— Start of Text section —
Sunday, July 31, 2011

MAGPIE TALE: The Inventor's Curse

This week's elevated contribution to the Magpie Tales.

And it all began with a windmill...
Hosting friends in their Malibu split level with Les Baxter playing on the Hi Fi, Chauncey and Camille Souder seemed a world away from that windmill that inspired Chauncey's grandfather more than 70 years ago, but it was his inspiration that brought them both their elegant privilege...and paranoia.
That paranoia wasn't evident the following morning, as Chauncey served grand marshal of the Rose Bowl Parade.
There were surely hints of the family trauma as little Leamon IV played with his erector set as he stayed at home with the house keeper. Leamon, of course, was named after his great-grandfather the founder of Souder Vertical Transportation, and generally credited with inventing the escalator. The Souders were set for life with Leamon I's invention, but they were also haunted by the "founder's curse".

They were not the first wealthy family to be haunted by the guilt attached to a family fortune. The most famous of those was Sarah Winchester, widow of the inventor of the rifle, who was forever haunted by the ghosts of those who perished by the bullet flying from her husband's invention and piercing their flesh. While Otis would often claim to be the inventor of the escalator or the "moving staircase" it was Iowa immigrant Leamon Souder who truly invented it, later selling his patent to Otis at a tidy profit. Souder claimed that he got his inspiration by seeing windmills on the plains and had a vision for wheels that would take people "into the clouds".
— End of Text section —
— Start of Records —
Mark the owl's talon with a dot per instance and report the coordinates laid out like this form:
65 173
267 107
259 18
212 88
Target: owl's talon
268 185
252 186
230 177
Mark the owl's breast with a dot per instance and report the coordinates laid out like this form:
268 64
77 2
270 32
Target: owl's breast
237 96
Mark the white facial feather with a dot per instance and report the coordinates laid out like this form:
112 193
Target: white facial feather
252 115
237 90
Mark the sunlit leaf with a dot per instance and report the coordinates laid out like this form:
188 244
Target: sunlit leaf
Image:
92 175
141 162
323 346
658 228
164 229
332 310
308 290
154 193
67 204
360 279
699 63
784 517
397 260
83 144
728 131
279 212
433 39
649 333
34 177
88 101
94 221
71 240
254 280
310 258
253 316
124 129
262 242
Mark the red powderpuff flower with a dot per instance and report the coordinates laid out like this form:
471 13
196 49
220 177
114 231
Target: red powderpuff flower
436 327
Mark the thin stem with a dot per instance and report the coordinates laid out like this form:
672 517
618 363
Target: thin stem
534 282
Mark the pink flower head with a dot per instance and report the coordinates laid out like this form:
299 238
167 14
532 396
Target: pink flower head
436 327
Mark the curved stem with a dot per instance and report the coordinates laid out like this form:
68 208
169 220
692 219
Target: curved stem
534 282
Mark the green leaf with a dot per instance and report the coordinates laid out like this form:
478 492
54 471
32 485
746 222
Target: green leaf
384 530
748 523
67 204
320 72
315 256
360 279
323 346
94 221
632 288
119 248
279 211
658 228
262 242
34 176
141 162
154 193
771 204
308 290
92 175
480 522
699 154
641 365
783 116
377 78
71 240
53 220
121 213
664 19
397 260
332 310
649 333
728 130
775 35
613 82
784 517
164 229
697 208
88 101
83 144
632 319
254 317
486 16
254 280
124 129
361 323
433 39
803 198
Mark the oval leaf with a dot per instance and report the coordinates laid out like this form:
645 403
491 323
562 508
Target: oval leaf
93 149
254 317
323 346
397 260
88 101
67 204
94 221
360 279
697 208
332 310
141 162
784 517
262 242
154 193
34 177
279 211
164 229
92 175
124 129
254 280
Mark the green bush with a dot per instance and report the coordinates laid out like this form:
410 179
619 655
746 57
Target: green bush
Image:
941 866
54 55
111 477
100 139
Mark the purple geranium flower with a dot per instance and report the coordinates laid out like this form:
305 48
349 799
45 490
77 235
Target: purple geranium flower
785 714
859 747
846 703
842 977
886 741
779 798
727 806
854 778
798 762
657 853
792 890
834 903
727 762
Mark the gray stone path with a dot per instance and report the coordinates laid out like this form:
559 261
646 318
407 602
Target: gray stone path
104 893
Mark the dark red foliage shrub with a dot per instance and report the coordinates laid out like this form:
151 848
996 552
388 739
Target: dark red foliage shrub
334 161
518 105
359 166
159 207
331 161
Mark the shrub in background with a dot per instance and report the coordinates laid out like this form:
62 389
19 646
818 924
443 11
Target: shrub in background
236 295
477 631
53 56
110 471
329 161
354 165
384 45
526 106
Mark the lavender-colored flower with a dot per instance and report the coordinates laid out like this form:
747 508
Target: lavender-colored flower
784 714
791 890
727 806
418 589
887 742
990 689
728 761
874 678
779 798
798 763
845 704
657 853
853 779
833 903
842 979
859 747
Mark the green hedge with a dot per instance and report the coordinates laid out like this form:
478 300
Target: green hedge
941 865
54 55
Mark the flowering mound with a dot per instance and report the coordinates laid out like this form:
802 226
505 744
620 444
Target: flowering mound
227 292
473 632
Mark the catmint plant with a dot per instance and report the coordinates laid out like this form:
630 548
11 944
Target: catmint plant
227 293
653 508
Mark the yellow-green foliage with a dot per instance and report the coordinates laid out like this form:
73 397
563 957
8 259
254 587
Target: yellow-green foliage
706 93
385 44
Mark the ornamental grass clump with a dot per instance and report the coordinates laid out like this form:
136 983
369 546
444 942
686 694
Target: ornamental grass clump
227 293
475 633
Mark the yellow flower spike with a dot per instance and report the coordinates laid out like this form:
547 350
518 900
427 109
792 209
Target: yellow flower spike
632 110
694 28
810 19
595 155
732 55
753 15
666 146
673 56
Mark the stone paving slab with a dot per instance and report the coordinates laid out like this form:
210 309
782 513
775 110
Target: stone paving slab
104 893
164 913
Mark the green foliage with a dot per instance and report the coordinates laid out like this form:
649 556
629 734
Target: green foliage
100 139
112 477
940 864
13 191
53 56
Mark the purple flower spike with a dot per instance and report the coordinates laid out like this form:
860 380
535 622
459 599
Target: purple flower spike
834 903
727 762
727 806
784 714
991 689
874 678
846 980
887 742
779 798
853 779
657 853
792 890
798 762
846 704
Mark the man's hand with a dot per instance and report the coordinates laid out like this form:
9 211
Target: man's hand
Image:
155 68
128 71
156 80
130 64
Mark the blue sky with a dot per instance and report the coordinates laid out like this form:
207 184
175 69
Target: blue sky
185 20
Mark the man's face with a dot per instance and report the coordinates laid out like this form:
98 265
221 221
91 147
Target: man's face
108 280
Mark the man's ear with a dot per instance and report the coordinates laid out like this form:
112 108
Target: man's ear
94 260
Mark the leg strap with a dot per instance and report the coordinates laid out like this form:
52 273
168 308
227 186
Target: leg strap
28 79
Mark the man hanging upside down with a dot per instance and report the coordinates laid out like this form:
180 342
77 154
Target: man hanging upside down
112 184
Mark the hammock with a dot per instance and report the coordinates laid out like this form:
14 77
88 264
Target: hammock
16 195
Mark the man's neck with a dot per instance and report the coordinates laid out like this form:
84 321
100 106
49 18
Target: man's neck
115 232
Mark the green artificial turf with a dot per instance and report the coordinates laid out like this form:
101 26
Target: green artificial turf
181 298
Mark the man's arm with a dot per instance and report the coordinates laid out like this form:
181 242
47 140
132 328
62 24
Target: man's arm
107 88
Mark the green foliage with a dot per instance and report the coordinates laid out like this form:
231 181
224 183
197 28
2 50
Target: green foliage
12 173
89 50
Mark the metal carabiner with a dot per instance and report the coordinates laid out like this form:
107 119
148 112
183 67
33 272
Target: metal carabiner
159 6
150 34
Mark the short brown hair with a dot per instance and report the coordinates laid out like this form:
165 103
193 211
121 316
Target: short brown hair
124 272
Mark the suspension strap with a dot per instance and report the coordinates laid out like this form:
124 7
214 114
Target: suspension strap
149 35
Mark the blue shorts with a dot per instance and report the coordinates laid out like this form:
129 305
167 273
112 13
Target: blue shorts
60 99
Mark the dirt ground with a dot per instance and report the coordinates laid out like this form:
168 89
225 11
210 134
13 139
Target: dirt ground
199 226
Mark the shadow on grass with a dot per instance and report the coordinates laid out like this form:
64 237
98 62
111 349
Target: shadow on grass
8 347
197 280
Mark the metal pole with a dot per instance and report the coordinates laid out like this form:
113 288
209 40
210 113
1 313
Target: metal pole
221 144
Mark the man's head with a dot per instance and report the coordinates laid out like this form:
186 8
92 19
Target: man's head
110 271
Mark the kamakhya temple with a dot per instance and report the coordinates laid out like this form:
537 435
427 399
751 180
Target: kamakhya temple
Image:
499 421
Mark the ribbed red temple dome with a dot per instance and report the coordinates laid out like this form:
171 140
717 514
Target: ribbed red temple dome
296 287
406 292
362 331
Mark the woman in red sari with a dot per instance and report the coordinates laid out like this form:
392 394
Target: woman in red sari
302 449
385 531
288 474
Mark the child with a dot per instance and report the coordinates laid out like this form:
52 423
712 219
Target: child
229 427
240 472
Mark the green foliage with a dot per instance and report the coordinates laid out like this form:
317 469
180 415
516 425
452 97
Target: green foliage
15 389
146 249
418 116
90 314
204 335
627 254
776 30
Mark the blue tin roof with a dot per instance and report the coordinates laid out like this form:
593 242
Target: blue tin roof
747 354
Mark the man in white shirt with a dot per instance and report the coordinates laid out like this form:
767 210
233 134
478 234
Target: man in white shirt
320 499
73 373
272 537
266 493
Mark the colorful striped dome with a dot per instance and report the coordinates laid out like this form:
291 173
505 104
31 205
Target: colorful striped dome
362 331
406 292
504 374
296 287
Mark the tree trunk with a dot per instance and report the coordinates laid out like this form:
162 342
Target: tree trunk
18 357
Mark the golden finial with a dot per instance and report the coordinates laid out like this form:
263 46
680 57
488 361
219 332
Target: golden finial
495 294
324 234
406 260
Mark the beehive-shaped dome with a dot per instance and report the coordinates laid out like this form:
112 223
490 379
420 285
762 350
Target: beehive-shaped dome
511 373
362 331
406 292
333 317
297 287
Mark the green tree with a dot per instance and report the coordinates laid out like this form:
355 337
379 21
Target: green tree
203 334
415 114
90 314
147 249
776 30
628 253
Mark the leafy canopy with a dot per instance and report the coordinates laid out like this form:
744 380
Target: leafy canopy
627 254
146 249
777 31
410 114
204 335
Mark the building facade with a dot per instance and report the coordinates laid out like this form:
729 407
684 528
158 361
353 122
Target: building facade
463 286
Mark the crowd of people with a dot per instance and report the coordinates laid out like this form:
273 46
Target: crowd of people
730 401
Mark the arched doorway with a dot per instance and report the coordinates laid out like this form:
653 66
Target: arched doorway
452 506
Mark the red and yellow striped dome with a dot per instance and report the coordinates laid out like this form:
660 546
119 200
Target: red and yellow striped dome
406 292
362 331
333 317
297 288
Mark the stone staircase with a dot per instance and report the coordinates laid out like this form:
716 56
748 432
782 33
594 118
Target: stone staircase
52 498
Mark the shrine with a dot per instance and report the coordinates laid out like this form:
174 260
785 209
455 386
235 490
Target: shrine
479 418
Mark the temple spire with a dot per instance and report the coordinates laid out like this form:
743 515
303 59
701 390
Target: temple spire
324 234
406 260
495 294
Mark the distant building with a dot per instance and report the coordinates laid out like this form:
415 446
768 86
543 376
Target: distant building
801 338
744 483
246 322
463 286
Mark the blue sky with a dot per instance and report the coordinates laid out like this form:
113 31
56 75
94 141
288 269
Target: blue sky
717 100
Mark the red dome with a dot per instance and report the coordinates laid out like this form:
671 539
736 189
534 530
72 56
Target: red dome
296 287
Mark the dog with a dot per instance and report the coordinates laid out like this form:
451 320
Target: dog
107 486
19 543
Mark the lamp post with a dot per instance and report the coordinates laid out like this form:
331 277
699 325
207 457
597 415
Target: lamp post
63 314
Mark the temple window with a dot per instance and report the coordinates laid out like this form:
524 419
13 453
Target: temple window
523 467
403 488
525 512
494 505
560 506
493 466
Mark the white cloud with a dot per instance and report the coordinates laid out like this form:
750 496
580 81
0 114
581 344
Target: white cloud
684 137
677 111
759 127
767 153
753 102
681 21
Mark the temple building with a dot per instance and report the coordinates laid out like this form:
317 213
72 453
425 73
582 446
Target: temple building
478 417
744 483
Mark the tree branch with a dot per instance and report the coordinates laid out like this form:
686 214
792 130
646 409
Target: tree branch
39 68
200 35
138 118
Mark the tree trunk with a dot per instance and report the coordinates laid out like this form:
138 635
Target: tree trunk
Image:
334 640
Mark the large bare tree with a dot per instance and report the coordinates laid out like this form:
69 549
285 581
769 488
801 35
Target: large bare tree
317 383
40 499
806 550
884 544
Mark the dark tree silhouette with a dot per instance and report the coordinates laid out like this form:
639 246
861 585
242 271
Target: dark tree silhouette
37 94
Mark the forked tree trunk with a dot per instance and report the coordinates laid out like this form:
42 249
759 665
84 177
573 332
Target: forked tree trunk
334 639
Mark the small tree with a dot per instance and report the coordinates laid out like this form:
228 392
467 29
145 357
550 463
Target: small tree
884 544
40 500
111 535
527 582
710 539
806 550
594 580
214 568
— End of Records —
### Aim of the task
Resume the Magpie Tale about the Souder family and the inventor's curse, picking up right after its final sentence.

### Task response
He would soon be able to make a plush life for his young bride Clarisse. While she greatly enjoyed the privilege, trips to Europe and stable of servants, she was plagued by guilt. As was common among wealthy women, Clarisse hired an alienist to address her manic episodes. When both Leamon and Leamon II died from yellow fever in 1901, she suffered from a series of hysterical episodes.
It was shortly after this that she hired her first alienist, Mr. Schnoopers, and his "interpreters" Frank and Edna Kern. Schnoopers advised her to invest $1.3 million dollars in a real estate scheme that was a rouse by the Kerns who disappeared with the cash and Mr. Schnoopers and were never heard from again.

Two months later, another four-legged alienist in a top hat appeared, Count Black Leg Johnson, who spoke to Clarisse directly instead of through human "interpreters".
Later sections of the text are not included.